About this task
Give the data again exactly as it appears, excluding any pictures.

(Source records)
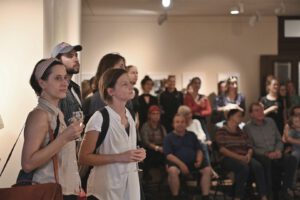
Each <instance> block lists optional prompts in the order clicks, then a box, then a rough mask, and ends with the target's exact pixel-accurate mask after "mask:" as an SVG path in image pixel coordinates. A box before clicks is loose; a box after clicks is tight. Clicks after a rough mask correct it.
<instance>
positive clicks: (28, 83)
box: [0, 0, 43, 187]
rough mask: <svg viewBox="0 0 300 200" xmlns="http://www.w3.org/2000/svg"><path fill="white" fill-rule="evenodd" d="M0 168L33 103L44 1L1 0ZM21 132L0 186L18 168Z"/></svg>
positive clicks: (41, 32)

Your solution
Each <instance> block lists optional prompts in the order clicks, then a box, then a rough mask, and ends with the target's exact pixel-accurate mask after "mask:" as an SVG path in image pixel coordinates. A box before clicks is loose; a box after clicks is tight. Clicks after a rough mask correct it.
<instance>
positive clicks: (28, 83)
box: [0, 0, 43, 187]
rough mask: <svg viewBox="0 0 300 200" xmlns="http://www.w3.org/2000/svg"><path fill="white" fill-rule="evenodd" d="M0 168L33 103L44 1L1 0ZM21 132L0 186L18 168Z"/></svg>
positive clicks: (41, 32)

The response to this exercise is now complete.